* _Given request_
Put every line of the records below into a JSON list of strings, one string per line, and leave out any blank lines.

* _Given records_
===============

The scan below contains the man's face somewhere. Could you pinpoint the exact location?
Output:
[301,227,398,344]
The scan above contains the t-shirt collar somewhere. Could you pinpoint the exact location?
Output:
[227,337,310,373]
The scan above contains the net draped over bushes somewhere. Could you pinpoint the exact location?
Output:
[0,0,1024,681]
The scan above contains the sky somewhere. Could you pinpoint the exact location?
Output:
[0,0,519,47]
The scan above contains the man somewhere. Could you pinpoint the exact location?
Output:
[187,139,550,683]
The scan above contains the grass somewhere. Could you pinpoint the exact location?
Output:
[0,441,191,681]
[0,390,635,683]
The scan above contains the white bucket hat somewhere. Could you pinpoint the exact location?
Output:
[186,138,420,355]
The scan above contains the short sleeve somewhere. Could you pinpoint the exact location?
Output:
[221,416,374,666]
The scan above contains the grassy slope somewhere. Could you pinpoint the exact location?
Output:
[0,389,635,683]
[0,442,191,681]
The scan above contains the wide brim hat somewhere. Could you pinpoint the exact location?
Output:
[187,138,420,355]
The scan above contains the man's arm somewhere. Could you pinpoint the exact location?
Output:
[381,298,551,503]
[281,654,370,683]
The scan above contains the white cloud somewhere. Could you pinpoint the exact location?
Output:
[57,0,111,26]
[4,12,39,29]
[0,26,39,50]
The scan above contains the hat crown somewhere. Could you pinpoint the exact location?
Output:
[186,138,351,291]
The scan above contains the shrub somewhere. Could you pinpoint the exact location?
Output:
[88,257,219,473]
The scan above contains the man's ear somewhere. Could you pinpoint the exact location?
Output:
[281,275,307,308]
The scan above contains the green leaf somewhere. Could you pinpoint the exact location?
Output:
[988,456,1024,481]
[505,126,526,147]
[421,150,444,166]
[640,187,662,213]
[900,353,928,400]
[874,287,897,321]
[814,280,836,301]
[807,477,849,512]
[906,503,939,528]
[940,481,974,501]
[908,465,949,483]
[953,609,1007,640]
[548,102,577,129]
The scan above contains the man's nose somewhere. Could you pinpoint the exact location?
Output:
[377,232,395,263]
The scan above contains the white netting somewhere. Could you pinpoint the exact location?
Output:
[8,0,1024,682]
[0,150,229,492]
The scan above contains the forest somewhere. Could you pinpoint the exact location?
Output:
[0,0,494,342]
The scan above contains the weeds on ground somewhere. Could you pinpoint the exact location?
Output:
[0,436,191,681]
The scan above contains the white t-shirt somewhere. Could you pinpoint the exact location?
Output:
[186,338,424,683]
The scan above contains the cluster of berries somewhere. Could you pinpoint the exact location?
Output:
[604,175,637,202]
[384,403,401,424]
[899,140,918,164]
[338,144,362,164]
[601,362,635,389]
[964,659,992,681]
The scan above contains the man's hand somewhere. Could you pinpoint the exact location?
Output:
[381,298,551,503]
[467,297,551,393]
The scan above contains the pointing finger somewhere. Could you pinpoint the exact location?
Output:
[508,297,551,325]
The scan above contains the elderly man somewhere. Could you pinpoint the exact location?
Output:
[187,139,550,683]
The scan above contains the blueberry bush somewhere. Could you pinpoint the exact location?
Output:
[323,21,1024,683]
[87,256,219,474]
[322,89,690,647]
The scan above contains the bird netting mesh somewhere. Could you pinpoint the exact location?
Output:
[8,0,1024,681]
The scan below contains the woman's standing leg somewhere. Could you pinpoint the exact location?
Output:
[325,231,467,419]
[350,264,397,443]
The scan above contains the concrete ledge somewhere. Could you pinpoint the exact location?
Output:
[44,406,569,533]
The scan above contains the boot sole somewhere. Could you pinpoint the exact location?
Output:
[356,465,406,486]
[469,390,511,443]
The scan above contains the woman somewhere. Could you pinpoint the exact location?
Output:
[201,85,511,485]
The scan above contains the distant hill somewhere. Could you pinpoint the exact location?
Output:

===============

* _Answer below_
[
  "The scan below contains the man's face somewhere. Could you pinpoint the exact location?",
  "Output:",
  "[301,227,398,344]",
  "The scan above contains the t-shirt collar somewhere. Could you pinpoint the exact location?",
  "Output:",
  "[227,337,310,373]",
  "The scan above contains the net draped over bushes somewhere. Could you pinpoint the exact location?",
  "Output:",
  "[0,0,1024,681]",
  "The scan above contains the sky somewhere. Could you pinpoint the exact location?",
  "Output:",
  "[0,0,519,47]",
  "The scan above contains the man somewhere. Could you pinpoint the exact location?",
  "Output:",
  "[187,139,550,683]",
  "The scan above contains the grass somewhere. Could you pinpoint the exact location?",
  "Output:",
  "[0,441,191,681]",
  "[0,390,635,683]",
  "The scan above contains the white bucket hat somewhere. Could you pinpoint the exact location?",
  "Output:",
  "[186,138,420,355]",
  "The scan above contains the short sleeve somewhere. Could you pinpoint the exact location?",
  "Output:",
  "[221,416,374,666]",
  "The scan above contains the grassy slope somewhere. Could you pinpoint the exact location?",
  "Output:",
  "[0,389,635,683]",
  "[0,442,191,681]",
  "The scan above contains the wide brim hat somewhere. Could you pinpoint the exact location?",
  "Output:",
  "[187,138,420,355]",
  "The scan above contains the man's arm somewhere. Could you pinpoint the exact location?",
  "Output:",
  "[381,298,551,503]",
  "[281,654,370,683]",
  "The scan above contains the white cloud somewhere. Could you pinpoint the exact location?",
  "Output:",
  "[57,0,111,26]",
  "[4,12,39,29]",
  "[0,26,39,50]",
  "The scan above contains the hat crown somewhere. Could you pinpoint the exact location?",
  "Output:",
  "[186,138,351,291]",
  "The scan above contains the shrub somewhere. Could you pinpoint the exact location?",
  "Output:",
  "[88,257,219,473]",
  "The scan above contains the man's ear somewhere. Could you pinpoint the exact location?",
  "Output:",
  "[281,275,307,308]",
  "The scan above contains the green leaf somewhere. Could you pinpoint the exact location?",
  "Output:",
  "[988,456,1024,481]",
  "[505,126,526,147]",
  "[421,150,444,166]",
  "[640,187,662,213]",
  "[900,353,928,400]",
  "[874,287,897,321]",
  "[814,280,836,301]",
  "[807,477,849,512]",
  "[906,503,939,528]",
  "[940,481,974,501]",
  "[908,465,949,483]",
  "[953,609,1007,640]",
  "[548,102,577,129]",
  "The scan above contains the man's nose somewhere. Could you pinpoint the exact location?",
  "Output:",
  "[377,232,395,263]",
  "The scan above contains the white netting somewhere. Could you pinpoint the exact location?",
  "Output:",
  "[8,0,1024,682]",
  "[0,150,229,492]",
  "The scan above contains the forest somewhere. Could you pinpoint the exact location?",
  "Output:",
  "[0,0,494,342]",
  "The scan above contains the weeds on ground somewhere. Could you pinpoint the exact location?",
  "Output:",
  "[0,436,191,681]",
  "The scan above contains the white t-shirt somewhere. Could you pinpoint the exact location?",
  "Output:",
  "[186,338,424,683]",
  "The scan above contains the cluster of berries somewhere. Could you pinpoint the exact location?",
  "Output:",
  "[604,175,637,202]",
  "[384,403,401,424]",
  "[899,140,918,164]",
  "[338,144,362,164]",
  "[601,362,635,389]",
  "[964,659,992,681]",
  "The scan above contains the man's hand somewhere. Could you pinpoint the exact location?",
  "Output:",
  "[381,298,551,503]",
  "[467,297,551,393]",
  "The scan above contains the pointing finger somewhere. Could you pinpoint the exact location?",
  "Output:",
  "[508,297,551,325]",
  "The scan above contains the elderly man somewhere. Could you pinpoint the exact location?",
  "Output:",
  "[187,139,550,683]",
  "The scan above contains the blueberry bush somewhere. Could you pinpoint the exact location?",
  "Output:",
  "[323,21,1024,683]",
  "[87,256,219,474]",
  "[322,89,690,647]",
  "The scan above contains the bird netting mesh somewhere. Could you pinpoint the exact location?",
  "Output:",
  "[8,0,1024,681]",
  "The scan below contains the woman's standing leg somewhere. Could you pinpoint the exact location?",
  "Output:",
  "[325,231,467,419]",
  "[350,264,397,443]",
  "The scan above contains the concrete ledge somewhere. Could you pinpoint the exact location?",
  "Output:",
  "[44,406,569,533]",
  "The scan above contains the boot sole somewhere. Could you pinpoint the exact location?",
  "Output:",
  "[356,465,406,486]",
  "[469,390,511,443]",
  "The scan above contains the woman somewhere. Could you pinpoint the exact location?",
  "Output:",
  "[201,85,511,485]",
  "The scan above contains the distant hill somewhere. Could you pinpoint the exact location?",
  "Output:"
]